Entries taken from a collection
/---
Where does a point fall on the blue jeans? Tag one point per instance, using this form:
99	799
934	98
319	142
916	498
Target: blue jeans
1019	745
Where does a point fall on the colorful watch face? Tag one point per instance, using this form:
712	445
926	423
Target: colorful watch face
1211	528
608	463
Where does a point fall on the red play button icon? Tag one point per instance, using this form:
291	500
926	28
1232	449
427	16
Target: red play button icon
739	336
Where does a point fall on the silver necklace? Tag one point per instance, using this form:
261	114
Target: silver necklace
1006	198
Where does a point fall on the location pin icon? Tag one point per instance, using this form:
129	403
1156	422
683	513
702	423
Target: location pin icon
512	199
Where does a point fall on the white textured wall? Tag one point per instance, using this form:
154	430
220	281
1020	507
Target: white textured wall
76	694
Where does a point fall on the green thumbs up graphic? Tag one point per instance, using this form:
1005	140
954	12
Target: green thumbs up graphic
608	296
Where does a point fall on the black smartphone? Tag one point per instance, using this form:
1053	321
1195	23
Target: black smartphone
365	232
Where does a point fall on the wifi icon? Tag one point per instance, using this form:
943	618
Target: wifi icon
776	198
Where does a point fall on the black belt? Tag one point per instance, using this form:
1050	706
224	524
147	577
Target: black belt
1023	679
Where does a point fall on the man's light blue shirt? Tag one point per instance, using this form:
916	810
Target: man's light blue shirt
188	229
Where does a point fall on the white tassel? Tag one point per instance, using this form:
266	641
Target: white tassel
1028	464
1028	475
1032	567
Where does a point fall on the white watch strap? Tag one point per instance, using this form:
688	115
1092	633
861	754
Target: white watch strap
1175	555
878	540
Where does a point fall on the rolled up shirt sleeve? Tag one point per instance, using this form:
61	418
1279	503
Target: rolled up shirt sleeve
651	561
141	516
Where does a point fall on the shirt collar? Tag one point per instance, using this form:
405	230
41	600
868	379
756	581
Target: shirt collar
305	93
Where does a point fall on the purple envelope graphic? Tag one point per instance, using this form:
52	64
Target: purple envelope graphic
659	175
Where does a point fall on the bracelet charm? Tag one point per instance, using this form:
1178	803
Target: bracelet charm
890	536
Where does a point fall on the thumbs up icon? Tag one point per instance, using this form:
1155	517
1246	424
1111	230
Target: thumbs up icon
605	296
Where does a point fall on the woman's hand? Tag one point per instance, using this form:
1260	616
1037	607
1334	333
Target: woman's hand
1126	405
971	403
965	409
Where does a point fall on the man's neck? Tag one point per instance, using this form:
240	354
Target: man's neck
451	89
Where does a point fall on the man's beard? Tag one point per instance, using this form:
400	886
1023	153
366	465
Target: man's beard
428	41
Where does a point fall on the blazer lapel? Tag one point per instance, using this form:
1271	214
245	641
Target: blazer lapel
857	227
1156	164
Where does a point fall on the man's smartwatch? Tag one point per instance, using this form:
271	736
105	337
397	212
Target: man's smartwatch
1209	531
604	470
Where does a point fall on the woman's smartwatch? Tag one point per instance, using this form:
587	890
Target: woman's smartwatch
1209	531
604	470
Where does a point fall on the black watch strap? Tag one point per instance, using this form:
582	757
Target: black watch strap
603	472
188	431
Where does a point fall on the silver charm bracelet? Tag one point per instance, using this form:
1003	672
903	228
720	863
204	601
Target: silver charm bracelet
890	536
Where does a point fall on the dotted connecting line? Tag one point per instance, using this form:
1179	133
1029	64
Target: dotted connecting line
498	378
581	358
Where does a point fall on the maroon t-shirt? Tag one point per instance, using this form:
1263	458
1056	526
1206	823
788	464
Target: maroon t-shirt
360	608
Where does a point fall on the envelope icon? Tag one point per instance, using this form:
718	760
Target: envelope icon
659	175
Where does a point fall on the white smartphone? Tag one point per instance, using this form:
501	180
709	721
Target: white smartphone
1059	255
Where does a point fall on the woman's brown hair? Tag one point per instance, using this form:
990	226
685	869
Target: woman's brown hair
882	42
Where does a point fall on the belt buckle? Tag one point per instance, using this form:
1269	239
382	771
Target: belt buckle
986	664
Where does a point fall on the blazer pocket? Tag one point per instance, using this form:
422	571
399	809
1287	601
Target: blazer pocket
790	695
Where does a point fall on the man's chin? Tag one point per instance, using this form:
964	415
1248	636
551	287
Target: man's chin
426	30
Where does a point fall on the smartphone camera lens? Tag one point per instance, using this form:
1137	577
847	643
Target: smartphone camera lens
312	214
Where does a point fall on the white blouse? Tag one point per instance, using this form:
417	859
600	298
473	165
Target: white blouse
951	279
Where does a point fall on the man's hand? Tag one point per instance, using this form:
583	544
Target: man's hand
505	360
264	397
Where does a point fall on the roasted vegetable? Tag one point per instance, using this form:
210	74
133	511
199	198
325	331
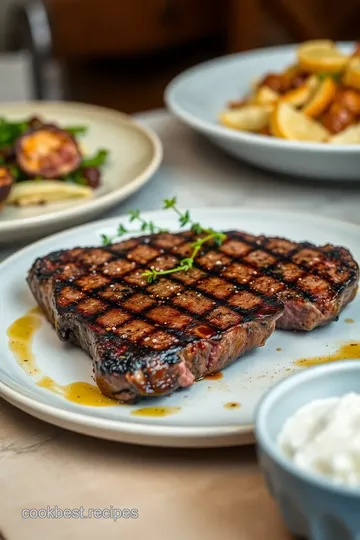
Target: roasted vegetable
48	152
6	182
46	191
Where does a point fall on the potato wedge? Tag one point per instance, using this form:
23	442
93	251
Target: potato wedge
350	135
321	56
288	123
34	192
252	118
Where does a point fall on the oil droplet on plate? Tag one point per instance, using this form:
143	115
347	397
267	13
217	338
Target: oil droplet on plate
20	334
232	405
156	411
348	351
214	376
82	393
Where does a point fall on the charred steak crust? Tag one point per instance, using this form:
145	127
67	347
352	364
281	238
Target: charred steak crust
150	339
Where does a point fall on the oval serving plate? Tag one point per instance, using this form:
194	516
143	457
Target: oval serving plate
202	414
199	94
135	155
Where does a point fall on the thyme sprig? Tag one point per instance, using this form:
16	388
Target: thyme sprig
184	219
134	215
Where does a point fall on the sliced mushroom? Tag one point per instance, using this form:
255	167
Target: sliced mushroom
48	152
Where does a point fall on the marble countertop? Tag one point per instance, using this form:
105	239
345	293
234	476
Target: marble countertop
192	494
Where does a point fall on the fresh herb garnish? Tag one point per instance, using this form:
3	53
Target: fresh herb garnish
10	131
76	130
97	160
184	219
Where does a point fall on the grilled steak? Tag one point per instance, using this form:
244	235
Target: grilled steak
150	339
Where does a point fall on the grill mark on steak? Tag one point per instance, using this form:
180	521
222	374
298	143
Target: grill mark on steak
150	339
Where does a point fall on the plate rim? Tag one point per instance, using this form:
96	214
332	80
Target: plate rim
105	201
137	432
217	130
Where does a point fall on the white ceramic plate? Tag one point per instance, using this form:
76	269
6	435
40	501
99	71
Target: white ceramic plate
135	155
199	94
202	420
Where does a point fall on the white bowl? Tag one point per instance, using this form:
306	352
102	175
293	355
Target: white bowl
197	96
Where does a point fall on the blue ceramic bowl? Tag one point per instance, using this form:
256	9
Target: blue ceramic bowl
312	506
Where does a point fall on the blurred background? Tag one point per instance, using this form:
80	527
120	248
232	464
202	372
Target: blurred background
122	53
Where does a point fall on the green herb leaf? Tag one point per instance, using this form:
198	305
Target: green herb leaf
11	131
187	263
134	214
97	160
121	230
106	240
76	130
169	203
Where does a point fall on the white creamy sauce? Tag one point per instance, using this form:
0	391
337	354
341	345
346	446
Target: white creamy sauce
323	437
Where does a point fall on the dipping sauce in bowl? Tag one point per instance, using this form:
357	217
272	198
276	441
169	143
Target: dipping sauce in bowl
323	437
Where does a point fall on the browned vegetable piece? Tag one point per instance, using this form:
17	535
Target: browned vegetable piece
35	122
357	50
48	152
337	118
273	81
6	182
236	104
349	99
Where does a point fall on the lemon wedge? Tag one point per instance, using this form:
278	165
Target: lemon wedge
34	192
288	123
321	98
352	74
321	56
247	118
299	96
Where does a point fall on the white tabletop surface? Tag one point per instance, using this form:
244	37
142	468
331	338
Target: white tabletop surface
200	175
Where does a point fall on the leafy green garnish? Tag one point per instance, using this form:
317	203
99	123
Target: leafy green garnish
10	131
184	219
97	160
76	130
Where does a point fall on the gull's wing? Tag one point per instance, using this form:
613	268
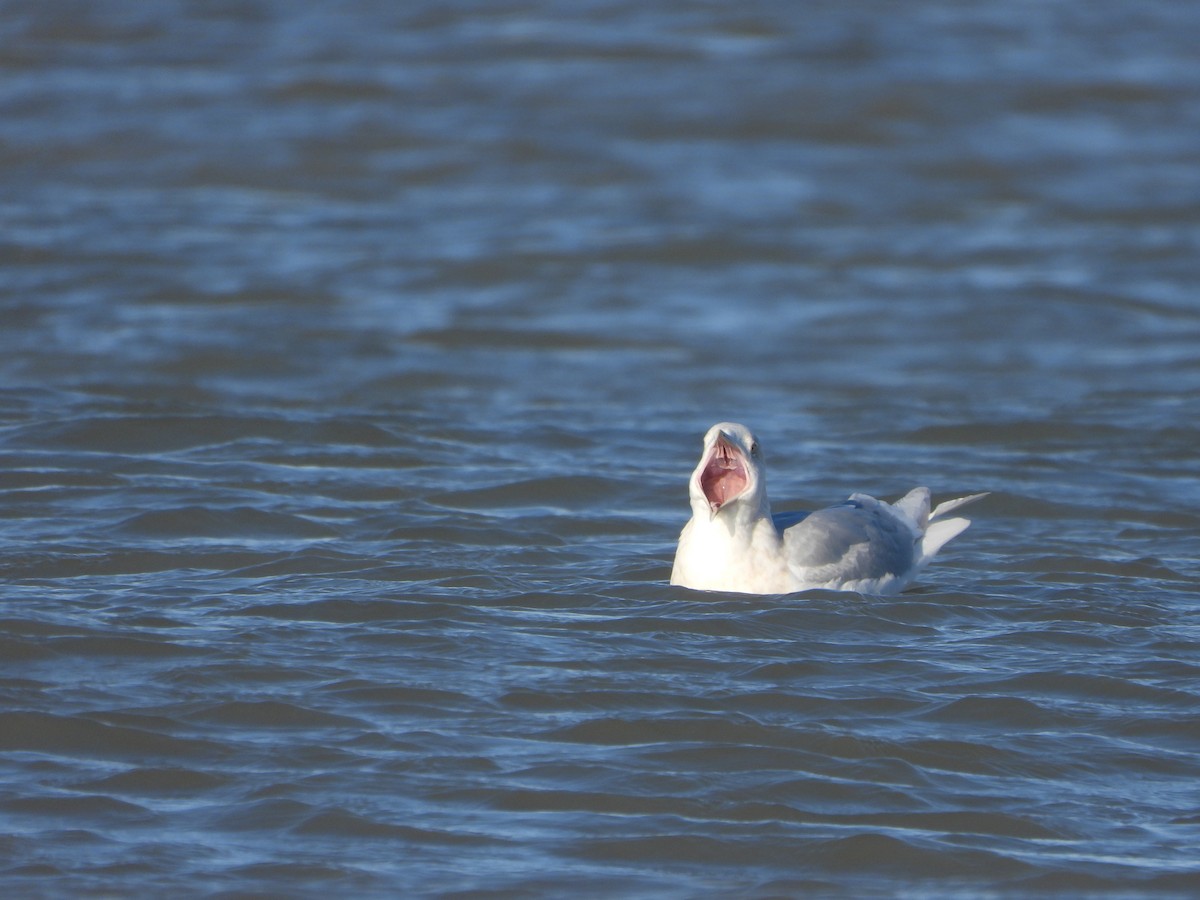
\---
--- What the task requires ---
Copy the records again, from the line containing "Where does a point fall on the leafy" through the end of the records, both included, keeping the requests unchanged. Scale each point coordinate in the answers by 0.75 and round it to a whole number, rounding halves up, and leave the pictures out.

--- Result below ---
Where does a point fall on the leafy green garnish? Tag one point per instance, using this form:
317	203
99	123
Target: leafy green garnish
8	98
138	164
73	120
57	98
Where does a point fall on the gull's wing? Tag one point per instance, using this form:
613	268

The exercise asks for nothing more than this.